Esercizi da svolgere ::
**a)** Rispondi alle domande seguenti sul testo relativo al DDL AI:
(i) In che data è stato approvato il Regolamento sullo Spazio europeo dei dati sanitari?
(ii) A quali soggetti si applica la disciplina della ricerca e della sperimentazione scientifica introdotta dall'art. 8?
(iii) Entro quanti giorni il Garante può bloccare il trattamento?
**b)** Per favore, prosegui il testo sul DDL AI a partire dalla sua ultima frase, mantenendone il tono.

Testo di partenza ::
....................
In particolare il Garante segnala che l’articolo 10 richiama garanzie essenziali per l’AI quali la preferenza dell’utilizzo dei dati anonimi o sintetici (sui quali però – diciamocelo – la nebbia interpretativa è ancora piuttosto fitta). Inoltre Il Garante suggerisce (giustamente) di inserire una previsione di ordine generale e programmatico di coordinamento con il Regolamento sullo Spazio europeo dei dati sanitari (approvato il 24 aprile scorso).
Ricerca e sperimentazione scientifica nella realizzazione di sistemi di Ai in sanità
L’art. 8 è forse quello che ha fatto più discutere, dopo la pubblicazione del DDL AI. La norma infatti (fortemente criticata dalla dottrina) introduce una disciplina ad hoc per la ricerca e la sperimentazione scientifica valida solamente per soggetti pubblici e privati senza scopo di lucro (introducendo quindi una -ingiustificata, a parere di chi scrive- distinzione tra il trattamento dati da parte del pubblico e del privato no profit rispetto al trattamento dati del privato profit).
Più esattamente l’articolo stabilisce che il soggetto pubblico e il privato senza scopo di lucro possono trattare i dati ex art. 9 lett. g) GDPR (interesse pubblico) oppure sono autorizzati all’utilizzo secondario dei dati privi degli identificativi diretti (cioè pseudonomizzati), previo parere favorevole del Comitato Etico e comunicazione al Garante della titolarità, del rispetto della privacy by design by default della AI, delle misure di sicurezza implementate, della DPIA effettuata nonché dell’elenco dei responsabili ex art. 28. Il Garante ha poi, se del caso, 30 giorni per bloccare il trattamento.
....................
Dati ::
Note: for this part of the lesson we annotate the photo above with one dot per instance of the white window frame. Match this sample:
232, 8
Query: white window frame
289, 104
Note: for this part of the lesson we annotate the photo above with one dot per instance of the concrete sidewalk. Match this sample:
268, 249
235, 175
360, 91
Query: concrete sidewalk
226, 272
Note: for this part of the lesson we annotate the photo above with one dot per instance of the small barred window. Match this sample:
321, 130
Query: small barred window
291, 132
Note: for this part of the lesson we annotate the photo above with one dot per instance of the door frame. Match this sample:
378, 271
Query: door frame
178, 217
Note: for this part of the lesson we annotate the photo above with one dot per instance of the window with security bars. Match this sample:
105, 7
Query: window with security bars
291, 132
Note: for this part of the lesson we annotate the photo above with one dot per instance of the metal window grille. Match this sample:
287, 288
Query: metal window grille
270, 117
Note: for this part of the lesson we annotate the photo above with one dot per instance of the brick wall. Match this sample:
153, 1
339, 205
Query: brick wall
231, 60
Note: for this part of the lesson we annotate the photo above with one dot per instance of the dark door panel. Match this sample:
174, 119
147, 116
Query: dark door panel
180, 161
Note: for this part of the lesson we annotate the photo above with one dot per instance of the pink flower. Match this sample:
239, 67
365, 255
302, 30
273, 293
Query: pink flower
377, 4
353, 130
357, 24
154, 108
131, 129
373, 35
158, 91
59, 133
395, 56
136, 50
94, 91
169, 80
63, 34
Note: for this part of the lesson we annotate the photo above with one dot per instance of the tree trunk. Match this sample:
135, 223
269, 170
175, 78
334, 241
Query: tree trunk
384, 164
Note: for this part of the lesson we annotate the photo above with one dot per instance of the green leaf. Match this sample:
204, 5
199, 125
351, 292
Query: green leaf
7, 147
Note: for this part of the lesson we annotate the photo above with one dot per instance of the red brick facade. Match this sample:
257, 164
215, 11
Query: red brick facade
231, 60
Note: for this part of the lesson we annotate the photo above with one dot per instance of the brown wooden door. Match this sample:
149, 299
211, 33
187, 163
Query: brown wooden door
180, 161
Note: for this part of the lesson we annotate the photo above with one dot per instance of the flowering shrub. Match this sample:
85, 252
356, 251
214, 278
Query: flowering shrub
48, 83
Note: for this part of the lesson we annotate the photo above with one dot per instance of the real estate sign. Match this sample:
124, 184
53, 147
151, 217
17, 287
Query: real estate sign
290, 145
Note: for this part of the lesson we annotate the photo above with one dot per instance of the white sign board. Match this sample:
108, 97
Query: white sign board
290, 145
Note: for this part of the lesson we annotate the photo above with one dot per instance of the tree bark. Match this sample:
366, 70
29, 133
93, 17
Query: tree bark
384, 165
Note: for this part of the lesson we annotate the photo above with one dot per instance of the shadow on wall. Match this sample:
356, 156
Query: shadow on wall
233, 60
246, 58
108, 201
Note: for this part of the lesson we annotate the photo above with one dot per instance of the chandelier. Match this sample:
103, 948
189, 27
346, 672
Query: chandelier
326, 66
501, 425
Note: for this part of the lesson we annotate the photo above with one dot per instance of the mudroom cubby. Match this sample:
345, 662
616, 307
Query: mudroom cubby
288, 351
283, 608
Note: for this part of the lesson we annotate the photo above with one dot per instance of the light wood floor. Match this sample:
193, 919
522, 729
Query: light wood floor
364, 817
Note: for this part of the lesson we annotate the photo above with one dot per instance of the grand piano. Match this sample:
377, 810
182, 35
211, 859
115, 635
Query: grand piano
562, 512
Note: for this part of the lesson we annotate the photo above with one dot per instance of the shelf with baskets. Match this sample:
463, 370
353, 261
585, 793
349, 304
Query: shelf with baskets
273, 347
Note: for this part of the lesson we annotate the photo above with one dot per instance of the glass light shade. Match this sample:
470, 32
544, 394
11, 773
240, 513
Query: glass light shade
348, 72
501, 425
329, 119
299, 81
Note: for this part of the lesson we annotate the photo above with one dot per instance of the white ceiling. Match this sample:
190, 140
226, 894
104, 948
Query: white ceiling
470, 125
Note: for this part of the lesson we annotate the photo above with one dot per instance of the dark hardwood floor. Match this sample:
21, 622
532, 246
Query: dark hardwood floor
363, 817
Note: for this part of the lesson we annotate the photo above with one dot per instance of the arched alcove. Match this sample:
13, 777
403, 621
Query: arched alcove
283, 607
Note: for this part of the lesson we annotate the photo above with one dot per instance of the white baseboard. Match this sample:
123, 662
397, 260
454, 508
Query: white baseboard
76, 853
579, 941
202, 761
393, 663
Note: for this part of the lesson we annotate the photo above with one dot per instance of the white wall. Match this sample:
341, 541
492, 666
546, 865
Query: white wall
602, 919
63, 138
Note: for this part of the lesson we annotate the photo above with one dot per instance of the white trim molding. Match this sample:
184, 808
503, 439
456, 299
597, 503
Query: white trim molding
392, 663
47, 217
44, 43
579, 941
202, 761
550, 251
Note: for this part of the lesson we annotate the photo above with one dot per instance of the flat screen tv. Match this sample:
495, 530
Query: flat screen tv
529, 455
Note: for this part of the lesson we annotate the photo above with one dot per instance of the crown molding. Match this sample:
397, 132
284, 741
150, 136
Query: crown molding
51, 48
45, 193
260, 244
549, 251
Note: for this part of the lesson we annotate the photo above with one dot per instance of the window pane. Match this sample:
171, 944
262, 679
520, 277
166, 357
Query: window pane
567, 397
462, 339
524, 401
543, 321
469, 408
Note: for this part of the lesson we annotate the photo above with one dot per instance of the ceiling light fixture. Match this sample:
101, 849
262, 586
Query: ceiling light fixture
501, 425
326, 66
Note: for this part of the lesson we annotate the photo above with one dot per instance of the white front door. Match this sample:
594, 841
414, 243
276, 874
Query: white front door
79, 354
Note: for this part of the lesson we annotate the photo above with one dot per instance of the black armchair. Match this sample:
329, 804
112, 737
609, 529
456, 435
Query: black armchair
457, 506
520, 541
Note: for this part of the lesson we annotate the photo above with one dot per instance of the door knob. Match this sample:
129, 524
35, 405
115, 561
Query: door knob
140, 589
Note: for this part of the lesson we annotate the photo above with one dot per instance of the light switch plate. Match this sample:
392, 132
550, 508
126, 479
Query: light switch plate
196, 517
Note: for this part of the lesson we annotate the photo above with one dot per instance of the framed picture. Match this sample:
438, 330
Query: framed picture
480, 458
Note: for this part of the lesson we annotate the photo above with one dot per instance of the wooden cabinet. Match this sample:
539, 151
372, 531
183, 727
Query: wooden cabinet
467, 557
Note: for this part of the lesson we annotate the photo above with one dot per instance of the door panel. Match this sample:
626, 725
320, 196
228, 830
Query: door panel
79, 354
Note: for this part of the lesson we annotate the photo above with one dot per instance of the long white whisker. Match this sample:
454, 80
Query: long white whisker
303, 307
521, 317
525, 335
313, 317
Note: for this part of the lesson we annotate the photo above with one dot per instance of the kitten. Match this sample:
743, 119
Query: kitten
....................
Risultati per esercizio ::
**a)**
(i) Il 24 aprile.
(ii) Ai soggetti pubblici e ai privati senza scopo di lucro.
(iii) Entro 30 giorni.

**b)**
Le richieste
Su tale articolo anche il Garante solleva qualche perplessità precisando che il comma 1 andrebbe conformato ai requisiti di determinatezza previsti dagli articoli 6, par. 3, lett. b) e 9, par. 2, lett. g) del Regolamento, nonché dovrebbe essere richiamato l’art. 2-sexies del Codice. Sull’uso secondario (che a bene vedere è la vera novità del DDL AI) il Garante non solo richiama la necessaria non incompatibilità (ex art. 5, par. 1, lett. b) GDPR) ma altresì evidenzia la necessità delle garanzie sancite dall’articolo 89 GDPR.
Inoltre chiede che:
- al comma 2 sia soppresso il riferimento alla possibilità di assolvere l’obbligo di informativa in forma generale, con pubblicazione sul sito web del titolare, non compatibile con tale ipotesi di uso secondario dei dati.
- al comma 3 sia precisato che la previa comunicazione al Garante del trattamento, con meccanismo di silenzio-assenso, non fa venir meno i generali poteri di controllo del Garante stesso
Ddl AI e fascicolo sanitario elettronico
L’art. 9 aggiunge un intero articolo (il 12-bis) al DLgs 179/2012.
Tale nuovo articolo non solo introduce una serie di regole per il funzionamento della piattaforma di AI gestita da Agenas (che eroga servizi di supporto ai professionisti sanitari, ai medici nella pratica clinica quotidiana; agli utenti per l’accesso ai servizi sanitari delle Case di Comunità) ma altresì stabilisce che attraverso una serie di decreti del Ministero della salute sono disciplinate le soluzioni di intelligenza artificiale di supporto alle finalità diagnosi, cura e riabilitazione, prevenzione, profilassi internazionale, studio e ricerca scientifica in campo medico, biomedico ed epidemiologico, programmazione sanitaria, verifica delle qualità delle cure e valutazione dell’assistenza sanitaria.
Circa la piattaforma il Garante chiede che venga richiamato l’art. 10 AI ACT, mentre in relazione ai decreti ministeriali sottolinea l’importanza del coinvolgimento del Garante stesso nel processo di emanazione degli stessi
Evidenzia inoltre le sue perplessità circa l’attribuzione della titolarità dei trattamenti effettuati attraverso la piattaforma a un ente strumentale quale Agenas anziché al Dicastero cui il trattamento è complessivamente imputabile e che dispone dei correlati poteri provvedimentali e, lato sensu, decisori.